REQUIREMENT: With the pictures left out, repeat every entry that follows exactly.

LISTED RECORDS:
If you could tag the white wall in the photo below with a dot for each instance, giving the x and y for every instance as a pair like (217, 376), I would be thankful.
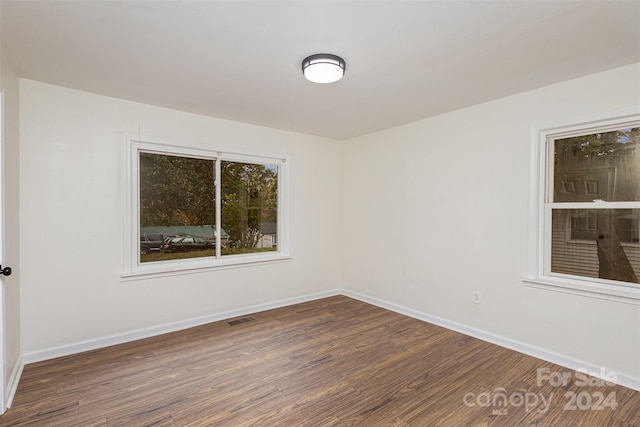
(438, 208)
(9, 84)
(72, 219)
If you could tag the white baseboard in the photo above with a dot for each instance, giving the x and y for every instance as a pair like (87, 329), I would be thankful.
(65, 350)
(14, 379)
(540, 353)
(93, 344)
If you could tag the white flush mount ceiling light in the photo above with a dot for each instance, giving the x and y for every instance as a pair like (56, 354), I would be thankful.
(323, 68)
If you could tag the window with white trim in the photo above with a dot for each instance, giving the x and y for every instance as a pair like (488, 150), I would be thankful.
(584, 231)
(189, 209)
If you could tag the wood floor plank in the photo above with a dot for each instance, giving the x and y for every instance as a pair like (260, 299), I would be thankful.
(330, 362)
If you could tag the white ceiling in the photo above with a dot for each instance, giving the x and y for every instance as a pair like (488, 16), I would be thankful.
(240, 60)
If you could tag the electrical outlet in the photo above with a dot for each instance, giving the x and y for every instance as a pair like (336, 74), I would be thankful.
(476, 297)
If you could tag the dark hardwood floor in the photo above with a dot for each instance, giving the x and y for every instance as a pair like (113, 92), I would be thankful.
(331, 362)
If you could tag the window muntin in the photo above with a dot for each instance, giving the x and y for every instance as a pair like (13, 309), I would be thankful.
(177, 198)
(249, 207)
(593, 192)
(267, 212)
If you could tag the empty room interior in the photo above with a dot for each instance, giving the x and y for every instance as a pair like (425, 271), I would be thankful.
(320, 213)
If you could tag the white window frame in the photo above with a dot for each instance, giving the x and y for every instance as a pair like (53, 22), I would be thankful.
(132, 269)
(538, 267)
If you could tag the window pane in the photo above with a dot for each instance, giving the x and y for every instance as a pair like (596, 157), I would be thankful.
(603, 166)
(600, 243)
(177, 203)
(249, 203)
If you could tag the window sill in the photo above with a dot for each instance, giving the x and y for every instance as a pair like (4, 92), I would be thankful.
(169, 268)
(627, 294)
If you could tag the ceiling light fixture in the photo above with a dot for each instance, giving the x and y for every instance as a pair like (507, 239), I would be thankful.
(323, 68)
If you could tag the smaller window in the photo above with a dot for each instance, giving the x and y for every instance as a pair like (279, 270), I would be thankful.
(585, 212)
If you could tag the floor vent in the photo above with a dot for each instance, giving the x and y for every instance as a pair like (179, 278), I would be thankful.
(239, 321)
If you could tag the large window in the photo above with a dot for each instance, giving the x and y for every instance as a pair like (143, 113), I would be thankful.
(587, 210)
(192, 209)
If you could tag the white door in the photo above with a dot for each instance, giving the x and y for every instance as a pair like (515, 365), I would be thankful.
(3, 270)
(2, 357)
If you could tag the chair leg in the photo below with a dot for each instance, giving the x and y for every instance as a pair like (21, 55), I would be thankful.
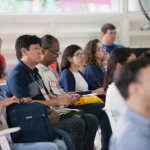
(4, 143)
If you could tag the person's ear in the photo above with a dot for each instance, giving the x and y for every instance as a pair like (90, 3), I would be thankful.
(24, 51)
(69, 59)
(118, 65)
(134, 89)
(102, 34)
(43, 51)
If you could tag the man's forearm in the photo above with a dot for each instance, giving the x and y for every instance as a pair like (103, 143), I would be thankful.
(48, 103)
(1, 108)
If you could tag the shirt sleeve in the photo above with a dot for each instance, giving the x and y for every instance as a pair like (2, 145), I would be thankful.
(17, 86)
(5, 68)
(90, 85)
(67, 82)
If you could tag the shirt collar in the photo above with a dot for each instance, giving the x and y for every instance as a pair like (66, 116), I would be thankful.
(136, 117)
(29, 70)
(44, 68)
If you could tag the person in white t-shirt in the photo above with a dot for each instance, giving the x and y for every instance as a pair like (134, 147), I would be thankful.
(114, 100)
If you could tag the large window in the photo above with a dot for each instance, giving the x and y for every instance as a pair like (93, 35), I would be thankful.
(134, 6)
(59, 6)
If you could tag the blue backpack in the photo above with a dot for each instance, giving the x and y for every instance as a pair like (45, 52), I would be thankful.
(33, 120)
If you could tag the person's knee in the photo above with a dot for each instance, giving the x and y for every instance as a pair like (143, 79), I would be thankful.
(60, 144)
(91, 119)
(77, 123)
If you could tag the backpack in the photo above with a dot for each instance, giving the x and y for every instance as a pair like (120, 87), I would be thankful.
(33, 120)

TASK RESULT:
If you could tag the white wall in the photo below with a dot for each instance, giving the x and y for every instance as a pair like (217, 376), I would be thankful.
(438, 208)
(9, 84)
(72, 219)
If you could tag the white baseboard in the photo above with a dot for each instance, giving the x and y for every instance as a pair like (87, 329), I would be thankful.
(65, 350)
(14, 379)
(540, 353)
(93, 344)
If you could tag the white flush mount ceiling light in the photo above with a dot for each instance, giving the x and y for every instance as a pair like (56, 354), I would be thankful.
(323, 68)
If you could tag the window with white trim in the photo above with a dot for each instance, giving the x and y for every instance as a pair like (488, 150), I would be thankful.
(584, 231)
(189, 209)
If you could tag the wood floor plank in the photo above with a dot for each instance, giving the x and y for every instance as a pair like (260, 299), I would be thankful.
(330, 362)
If you could tag the white ceiling in the photo above with a dot for each instance, giving the x and y for every instance as a pair like (488, 16), I would be thankful.
(240, 60)
If you could tag the electrical outlet in the photo above with a dot for each instance, giving the x and y for every instance as a pair like (336, 74), I would be thankful.
(476, 297)
If you could tag the dark hardwood floor in the photo above with a dot for each instance, giving the x and y for every instance as a pair like (113, 92), I would be thankful.
(331, 362)
If you could tag the window muntin in the photo above with a dot for each instance, giving the x and y for every instance as a pair like (13, 309), I would be thankful.
(177, 198)
(249, 207)
(593, 192)
(267, 212)
If you could tag the empty room interior in the photo above with a dot for each instance, giving the x and y for every instance as a pair like (425, 271), I would be thankful.
(320, 213)
If you could tag the white window frame in the photo above with a dot for each instance, giving the x and y for every instance as a pair like (53, 22), I would be thankful.
(132, 269)
(538, 267)
If you could tag the window pane in the photo above with a dot for each instance, giving the x and y for every instance as a pair like (596, 157), I would be thankful.
(603, 166)
(600, 243)
(177, 203)
(249, 203)
If you could tag the window sill in the photo above with a dot for each instance, giving the x and y for every instance as a pair like (4, 92), I would be thankful.
(169, 268)
(627, 294)
If you could tag the ceiling light fixture in the photo above with a dot for each instance, giving the x and y for every instance as a pair like (507, 239), I would be thankful.
(323, 68)
If you could tag the smaller window in the photo above with a dot for each instance, giving the x and y for every instance as a pair like (279, 270), I would be thankful.
(585, 212)
If you could tag the floor vent in the photo above with a dot for each instance, giving the x and y for every instance as a pair like (179, 278), I would be thankful.
(239, 321)
If you could tag the large window in the photo above with a dot for each instance, giving the x and y for every instance as a pair like (143, 113), I would be thankful.
(587, 210)
(192, 209)
If you could tag the white door in the photo above with a dot for each instance, giving the x and y for every instance as a pair like (515, 365), I would be thankful.
(3, 270)
(2, 357)
If you could tag the chair leg in the photo below with a dot for each instance, giving the x and y for every instance as a pair like (21, 55), I would be thankful.
(4, 143)
If you could tag the person's ear in the photo above with a dot for each instance, giving the x and y for every instance as a pair like (90, 3), I would be thankful.
(24, 51)
(69, 59)
(118, 65)
(134, 89)
(102, 34)
(43, 51)
If you could tag the man's forearm in the photo above with a dot for each instance, giving the x and y for every instance as a pair like (103, 143), I would be thankful.
(48, 103)
(1, 108)
If you could tag the shirt sleeve in the photo above with a dot for each instance, giving the x and y for every instance as a pair like (2, 145), I would be thankful.
(17, 86)
(5, 68)
(90, 85)
(67, 82)
If you could tag the shirt collar in the photo above with a dot for each instance, giving the x and y for every instance as a pair like (66, 116), I would be thankful.
(136, 117)
(29, 70)
(44, 68)
If you could tag the person in white t-shirt in the photo above with a dot for each instance, giving the x and y for every instance as a pair like (134, 147), I would be thankful.
(114, 100)
If you could tag the large window in the photo above with a dot for each instance, giving the x and y for every instance as a pair like (93, 35), I would be thankful.
(134, 6)
(59, 6)
If you could tag the blue backpack in the photo above with a dot for each instance, giving the x and y for every instance as a pair like (45, 52), I would be thankful.
(33, 120)
If you could tag the person's knee in the photo above with a dot for each instance, giving the x and y for every instance as a pair like (143, 79), I would be thankful.
(60, 144)
(91, 119)
(77, 123)
If you could tag the backpack in the photo above with a dot for each instance, giving the x and y for every instance as a pair like (120, 87), I would be thankful.
(33, 120)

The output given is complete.